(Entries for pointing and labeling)
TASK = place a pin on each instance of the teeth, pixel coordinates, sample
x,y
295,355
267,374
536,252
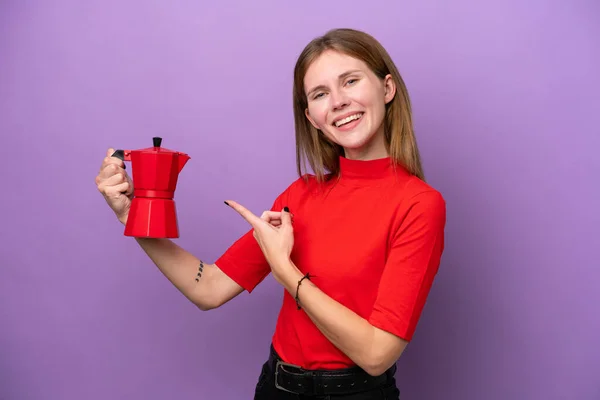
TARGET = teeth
x,y
347,119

(DIRECTIVE)
Reproduce every item above verbatim, line by line, and omit the pictures.

(RESULT OF THIS EXERCISE)
TASK = place a pin on each instance of the teeth, pixel coordinates, sample
x,y
295,355
267,374
536,252
TARGET = teeth
x,y
347,119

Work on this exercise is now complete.